▸ **WORK TO COMPLETE**:
Print all of the lines exactly. Any picture among them stays out.
==== MATERIAL PROVIDED ====
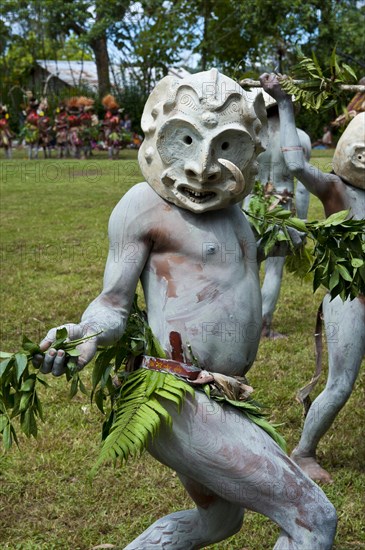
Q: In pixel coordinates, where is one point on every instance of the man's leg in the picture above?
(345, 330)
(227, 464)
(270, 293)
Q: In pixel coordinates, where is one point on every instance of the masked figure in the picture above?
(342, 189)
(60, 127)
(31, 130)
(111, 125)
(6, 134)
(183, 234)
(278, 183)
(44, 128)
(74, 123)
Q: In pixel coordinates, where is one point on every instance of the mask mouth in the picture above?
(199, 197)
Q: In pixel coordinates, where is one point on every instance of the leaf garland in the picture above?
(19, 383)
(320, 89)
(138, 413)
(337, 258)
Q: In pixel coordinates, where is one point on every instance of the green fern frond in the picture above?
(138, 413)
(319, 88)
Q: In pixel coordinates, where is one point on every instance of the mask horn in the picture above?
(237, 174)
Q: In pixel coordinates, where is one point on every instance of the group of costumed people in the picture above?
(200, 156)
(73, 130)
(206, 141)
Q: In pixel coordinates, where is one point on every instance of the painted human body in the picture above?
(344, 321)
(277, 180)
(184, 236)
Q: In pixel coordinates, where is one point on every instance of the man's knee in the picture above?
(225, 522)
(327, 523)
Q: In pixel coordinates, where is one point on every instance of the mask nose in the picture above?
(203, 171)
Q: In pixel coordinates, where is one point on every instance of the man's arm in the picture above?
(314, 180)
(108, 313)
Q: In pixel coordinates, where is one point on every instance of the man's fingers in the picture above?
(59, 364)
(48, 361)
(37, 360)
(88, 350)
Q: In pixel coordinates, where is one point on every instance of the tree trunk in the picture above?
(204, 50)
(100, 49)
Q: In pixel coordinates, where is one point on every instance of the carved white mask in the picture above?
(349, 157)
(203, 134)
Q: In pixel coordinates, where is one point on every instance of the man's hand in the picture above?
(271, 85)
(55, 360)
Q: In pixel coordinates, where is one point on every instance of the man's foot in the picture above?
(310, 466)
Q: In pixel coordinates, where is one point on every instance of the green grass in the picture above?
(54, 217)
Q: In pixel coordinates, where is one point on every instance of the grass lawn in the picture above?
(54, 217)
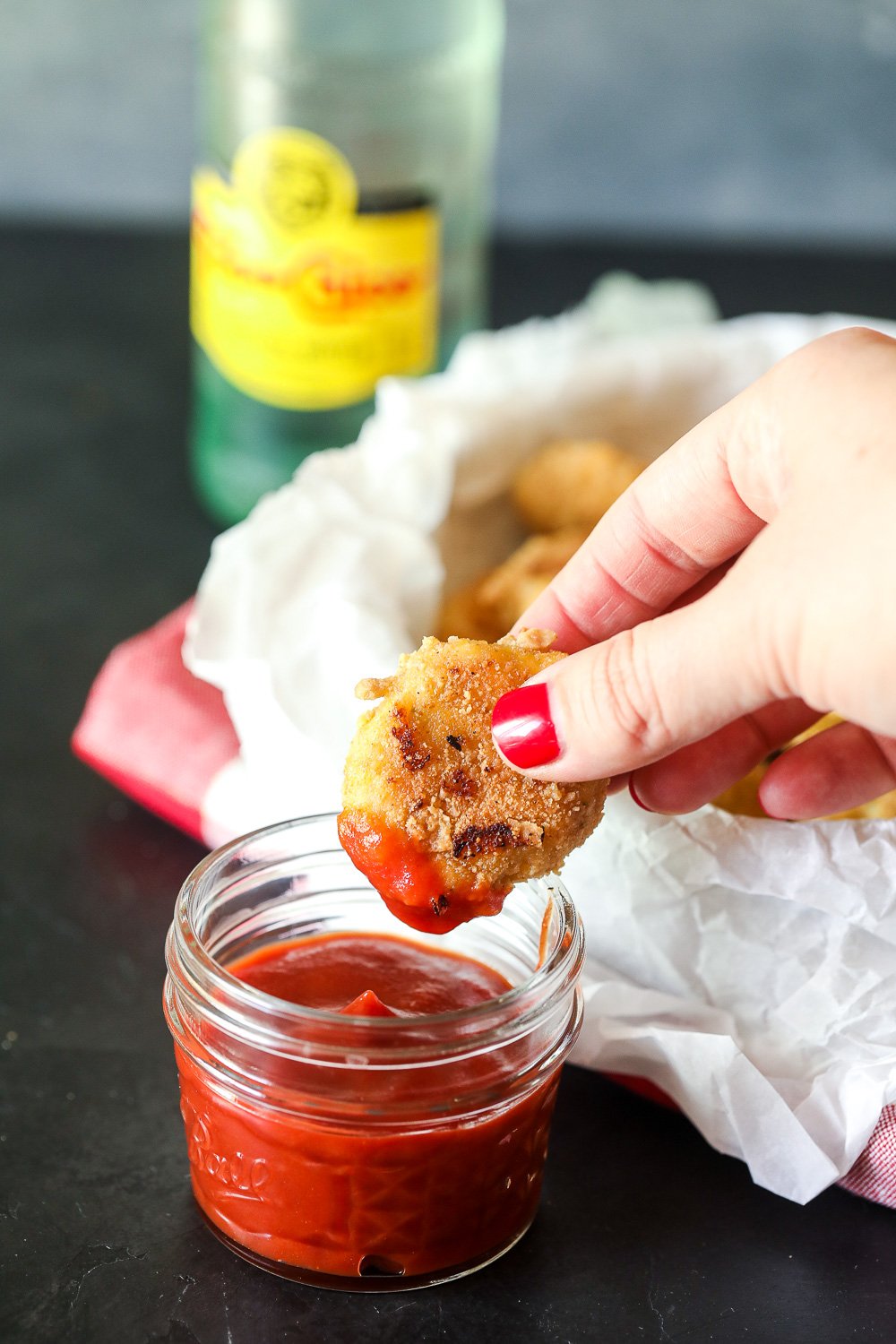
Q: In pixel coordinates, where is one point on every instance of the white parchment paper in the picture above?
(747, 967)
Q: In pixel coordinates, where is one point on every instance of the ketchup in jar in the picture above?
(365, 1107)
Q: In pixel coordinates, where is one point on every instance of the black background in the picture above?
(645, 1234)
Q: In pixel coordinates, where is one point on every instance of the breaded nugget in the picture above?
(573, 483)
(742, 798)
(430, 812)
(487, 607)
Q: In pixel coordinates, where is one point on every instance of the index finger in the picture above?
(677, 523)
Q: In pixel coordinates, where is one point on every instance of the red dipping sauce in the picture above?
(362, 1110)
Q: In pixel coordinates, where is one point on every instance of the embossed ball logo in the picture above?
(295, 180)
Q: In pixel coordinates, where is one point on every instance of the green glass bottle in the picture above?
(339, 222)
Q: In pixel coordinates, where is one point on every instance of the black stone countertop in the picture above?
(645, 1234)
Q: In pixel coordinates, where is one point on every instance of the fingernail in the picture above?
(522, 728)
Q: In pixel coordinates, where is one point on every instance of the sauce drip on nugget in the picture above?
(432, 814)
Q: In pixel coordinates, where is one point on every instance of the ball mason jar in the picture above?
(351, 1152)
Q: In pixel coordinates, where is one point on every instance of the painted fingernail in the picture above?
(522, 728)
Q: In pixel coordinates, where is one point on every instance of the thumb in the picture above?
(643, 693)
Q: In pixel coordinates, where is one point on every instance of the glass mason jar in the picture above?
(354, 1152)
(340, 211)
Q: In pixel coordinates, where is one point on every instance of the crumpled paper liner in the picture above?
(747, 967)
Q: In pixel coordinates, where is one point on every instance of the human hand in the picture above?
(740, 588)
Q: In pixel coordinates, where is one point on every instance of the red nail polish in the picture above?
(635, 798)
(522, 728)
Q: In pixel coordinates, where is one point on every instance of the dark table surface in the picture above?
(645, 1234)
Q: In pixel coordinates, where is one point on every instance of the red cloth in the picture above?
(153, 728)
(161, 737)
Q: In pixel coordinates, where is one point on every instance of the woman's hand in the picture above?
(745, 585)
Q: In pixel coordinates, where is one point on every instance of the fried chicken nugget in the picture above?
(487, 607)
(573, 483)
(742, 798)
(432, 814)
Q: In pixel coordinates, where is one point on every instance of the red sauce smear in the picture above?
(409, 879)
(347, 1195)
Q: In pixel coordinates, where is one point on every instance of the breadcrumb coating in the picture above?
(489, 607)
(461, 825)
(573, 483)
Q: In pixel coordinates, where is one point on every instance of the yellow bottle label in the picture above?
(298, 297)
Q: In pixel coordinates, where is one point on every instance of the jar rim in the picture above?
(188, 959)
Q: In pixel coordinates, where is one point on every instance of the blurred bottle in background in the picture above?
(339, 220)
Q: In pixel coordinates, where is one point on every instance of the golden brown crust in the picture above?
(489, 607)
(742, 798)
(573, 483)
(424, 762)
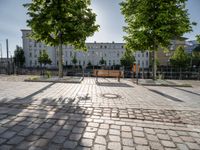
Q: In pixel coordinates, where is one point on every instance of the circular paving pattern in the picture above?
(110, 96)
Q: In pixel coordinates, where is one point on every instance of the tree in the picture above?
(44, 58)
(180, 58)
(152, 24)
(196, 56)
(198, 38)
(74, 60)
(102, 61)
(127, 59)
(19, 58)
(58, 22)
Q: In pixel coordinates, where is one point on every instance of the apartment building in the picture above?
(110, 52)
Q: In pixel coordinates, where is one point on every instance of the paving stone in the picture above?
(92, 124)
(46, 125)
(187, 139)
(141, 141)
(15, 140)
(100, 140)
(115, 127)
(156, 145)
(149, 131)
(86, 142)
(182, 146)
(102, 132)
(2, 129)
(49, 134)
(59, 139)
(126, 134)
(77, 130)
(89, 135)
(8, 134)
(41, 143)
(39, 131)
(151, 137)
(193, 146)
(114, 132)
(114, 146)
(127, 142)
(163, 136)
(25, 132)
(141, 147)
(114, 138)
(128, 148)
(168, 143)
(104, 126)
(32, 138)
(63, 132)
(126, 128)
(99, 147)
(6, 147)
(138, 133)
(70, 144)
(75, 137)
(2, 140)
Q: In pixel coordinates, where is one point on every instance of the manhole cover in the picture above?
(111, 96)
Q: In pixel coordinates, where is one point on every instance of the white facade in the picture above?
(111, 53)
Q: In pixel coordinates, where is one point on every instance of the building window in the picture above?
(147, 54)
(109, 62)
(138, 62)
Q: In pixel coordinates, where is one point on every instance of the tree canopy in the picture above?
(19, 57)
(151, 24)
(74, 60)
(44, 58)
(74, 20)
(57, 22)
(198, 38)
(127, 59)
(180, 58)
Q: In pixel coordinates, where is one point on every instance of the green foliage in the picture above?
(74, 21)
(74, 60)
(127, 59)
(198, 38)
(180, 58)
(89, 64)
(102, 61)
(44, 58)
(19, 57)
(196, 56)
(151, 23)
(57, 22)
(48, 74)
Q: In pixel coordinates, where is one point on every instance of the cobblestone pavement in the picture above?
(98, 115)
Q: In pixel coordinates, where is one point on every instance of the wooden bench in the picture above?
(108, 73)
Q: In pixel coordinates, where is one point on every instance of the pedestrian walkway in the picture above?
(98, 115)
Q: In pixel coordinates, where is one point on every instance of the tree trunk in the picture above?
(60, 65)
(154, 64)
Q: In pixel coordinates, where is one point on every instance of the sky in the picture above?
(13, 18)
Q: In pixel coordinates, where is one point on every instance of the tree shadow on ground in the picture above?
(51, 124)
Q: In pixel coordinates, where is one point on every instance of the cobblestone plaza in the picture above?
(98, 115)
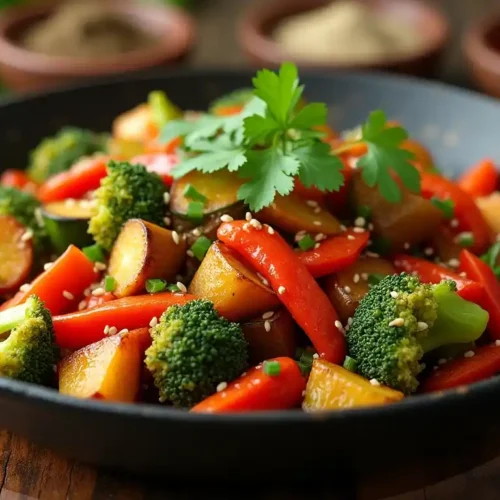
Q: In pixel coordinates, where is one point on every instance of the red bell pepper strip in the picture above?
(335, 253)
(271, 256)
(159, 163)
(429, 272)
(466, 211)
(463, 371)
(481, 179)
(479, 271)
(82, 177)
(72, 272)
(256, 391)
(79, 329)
====
▸ **SOLVED PROBLEM**:
Q: In pixel coordinates, where is one point on every instance of the man's leg in the picture above?
(345, 330)
(227, 464)
(270, 293)
Q: In pixel coordinates, where is one point on every instance of the masked figure in the picture above?
(342, 189)
(60, 127)
(31, 130)
(111, 125)
(6, 134)
(183, 234)
(278, 183)
(44, 128)
(74, 123)
Q: In pixel coordinates, where is one point on every instance of the mask mouth in the picture above?
(199, 197)
Q: In pixel coordinates, where is one point on every instance of the leaf garland in the picture above?
(19, 383)
(320, 89)
(138, 413)
(337, 258)
Q: In pixel coordinates, where is one point on every instance of the green fern frond in the picture above?
(138, 413)
(319, 88)
Q: In pixel coordinates, where is one point on every instance of the mask horn in the picture above?
(237, 174)
Q: In pixel coordinates, where is one point on every instance of the group of costumed people in the picture above?
(200, 156)
(73, 130)
(206, 141)
Q: In pixel coordinates, where is one point on every instance of the painted human body in the picture above?
(344, 321)
(277, 180)
(184, 236)
Q: In pixel coordinates, where is one point on every instance of the man's knee in the picture above?
(225, 522)
(327, 523)
Q: In pixel coordinates, where is one point on every instance of the mask nose in the picture above?
(203, 171)
Q: In pixel coordinates, where is one point on every instance of the man's arm in the picture above?
(314, 180)
(108, 313)
Q: In pixel coordinates, where is one point on every instance of the man's fingers in the picture above?
(59, 364)
(48, 361)
(37, 360)
(88, 350)
Q: In pixel coordinates, where is one point on every instance of the tree trunk in the picture above?
(204, 50)
(100, 49)
Q: In pixel coordinates, where is one point on every instance of the carved white mask in the picture above?
(349, 157)
(203, 134)
Q: In pixel coordinates, where is one point on every instance of the man's hand in the picture above?
(271, 85)
(55, 360)
Q: In pixel coordinates, where is one point on every instance of the man's foot in the picture above?
(310, 466)
Q: In pixel coordinates, where is one point on every instance of the green grass in the picture above?
(54, 217)
Q: In pixel coordinates, where is one point on every instance of the grass lawn in the picture above?
(54, 217)
Q: In pixel coordinates, where is one point on every instance of the white parchment paper in the picture above?
(747, 967)
Q: In pixel coordinates, where is one point on every instance of the ketchup in jar in the picture above?
(365, 1107)
Q: In pixel coordinates, where is one point on every instance of the black background in the picture above?
(645, 1234)
Q: In pixel coordinates, where is one point on every instance of the breaded nugget in the picture above?
(573, 483)
(742, 798)
(430, 812)
(487, 607)
Q: In pixel coordinates, where is one point on every instance of the index finger in the picture above?
(677, 523)
Q: In pixel coordinates, where is one point on every instance of the red dipping sauce in the picture above?
(362, 1110)
Q: In pixel coordinates, where is one point on every instance of the embossed ball logo in the picture above?
(295, 180)
Q: In pixel coordinates, where is one point on every instance of the green glass bottle in the picture above?
(339, 222)
Q: In pixel coordinates, where is one point on every instance of the black stone countertop in the picture above?
(645, 1234)
Q: In pixel coordinates, where is one point on every instance of the fingernail in the picture above?
(522, 728)
Q: In pixel coordinates, where is one point on every instance of the sauce drip on nugget in the picture above?
(432, 814)
Q: In pixel coordinates, where is one point on every instance of the ball mason jar in the picture above?
(351, 1152)
Q: In pixel coordinates, where is one point on every instance of the painted fingernail in the picture above?
(522, 728)
Q: In pixel coordinates, where is one point on every instance of the thumb in the picture above?
(643, 693)
Q: In pixel coordinates, where is one point on every instance of the glass mason jar in the picture above?
(354, 1152)
(340, 211)
Q: In pixel coordinates, where is one point on every instance of the crumpled paper liner in the picture above?
(747, 967)
Q: In pixel coordinates, where is one point on every instance of the human hand in the picture above?
(740, 588)
Q: In pixel coordinates, where is one point on every instance of the red nail polish in the picture above?
(635, 798)
(522, 728)
Q: In pixel coordinates, where is one point on every instance of the dark table surface in the picture above?
(645, 1234)
Q: In pixel coordinates, where is one point on every instance of the red cloth in the picture above?
(153, 728)
(161, 737)
Q: In pixel coordinates, where is one point on every instance of the woman's hand in the picture above?
(745, 585)
Q: In pixel coordinates, where is one point on every instance of the fried chicken nugget in the picture above?
(487, 607)
(573, 483)
(742, 798)
(432, 814)
Q: In pixel coordinates, where is one point on every instance of the red sauce smear in the picture above?
(409, 879)
(347, 1195)
Q: In pixel coordinates, where is one point on every instance of the breadcrumb coating in the picture above?
(489, 607)
(461, 825)
(573, 483)
Q: In pixel coordinates, where is one point on every instance of the yellow bottle label in the picture above?
(298, 297)
Q: In pixel coordinates, where is one point on every instance of the jar rim in the picture above?
(188, 959)
Q: In pixel coordinates, where is one point on every instance of the blurred bottle in background in the picture above?
(339, 220)
Q: In pixel coordinates, where is one point on every instance of the golden brown crust in the picture above?
(489, 607)
(742, 798)
(573, 483)
(424, 762)
Q: In pixel coordinates, where is one point on every instance of the circular paving pattern in the picture above?
(110, 96)
Q: In pixel coordinates, where is one point on every instance of the tree in the picture above?
(44, 58)
(180, 58)
(152, 24)
(196, 56)
(198, 38)
(74, 60)
(102, 61)
(127, 59)
(19, 58)
(58, 22)
Q: In pixel coordinates, where is one point on every instance of the apartment building in the picture above?
(110, 52)
Q: In pixel coordinates, where is one point on every instance of the paving stone in the picture above?
(92, 124)
(46, 125)
(187, 139)
(141, 141)
(15, 140)
(100, 140)
(115, 127)
(156, 145)
(149, 131)
(86, 142)
(182, 146)
(102, 132)
(2, 129)
(49, 134)
(59, 139)
(126, 134)
(77, 130)
(89, 135)
(8, 134)
(41, 143)
(39, 131)
(151, 137)
(193, 146)
(114, 132)
(114, 146)
(127, 142)
(163, 136)
(25, 132)
(141, 147)
(114, 138)
(128, 148)
(168, 143)
(104, 126)
(32, 138)
(63, 132)
(126, 128)
(99, 147)
(6, 147)
(138, 133)
(70, 144)
(75, 137)
(2, 140)
Q: In pixel coordinates, where is one point on every instance of the manhole cover in the picture above?
(111, 96)
Q: In pixel coordinates, where is one point on every instance of the white facade in the picture above?
(111, 53)
Q: In pixel coordinates, where is one point on every instance of the building window in the picture above?
(147, 54)
(109, 62)
(138, 62)
Q: In pixel coordinates, where is one point on every instance of the tree canopy in the picture above?
(19, 57)
(151, 24)
(74, 60)
(44, 58)
(74, 20)
(57, 22)
(198, 38)
(127, 59)
(180, 58)
Q: In pixel coordinates, where is one point on every instance of the green foliage in the picture above?
(74, 21)
(74, 60)
(127, 59)
(198, 38)
(180, 58)
(89, 64)
(102, 61)
(44, 58)
(19, 57)
(196, 56)
(151, 23)
(57, 22)
(48, 74)
Q: In pixel coordinates, where is one point on every instance of the cobblestone pavement in the picture above?
(98, 115)
Q: In pixel coordinates, where is one point on every instance of the wooden bench in the picture above?
(108, 73)
Q: In pixel coordinates, where is one point on every instance of the pedestrian walkway in the picture above?
(98, 115)
Q: In pixel coordinates, where is one point on every instance of the tree trunk in the picture above?
(60, 65)
(154, 64)
Q: In pixel coordinates, where is one point on every instance of the sky in the picture above?
(13, 18)
Q: In pixel coordinates, where is one point on every instance of the tree shadow on ground in the picture above?
(51, 124)
Q: In pixel coordinates, where is one point on every instance of the cobblestone plaza in the picture above?
(98, 115)
Q: In pixel coordinates, where is one point on every instance of the red bell pepper strip in the picture above?
(335, 253)
(271, 256)
(159, 163)
(429, 272)
(466, 211)
(463, 371)
(481, 179)
(479, 271)
(82, 177)
(72, 272)
(256, 391)
(79, 329)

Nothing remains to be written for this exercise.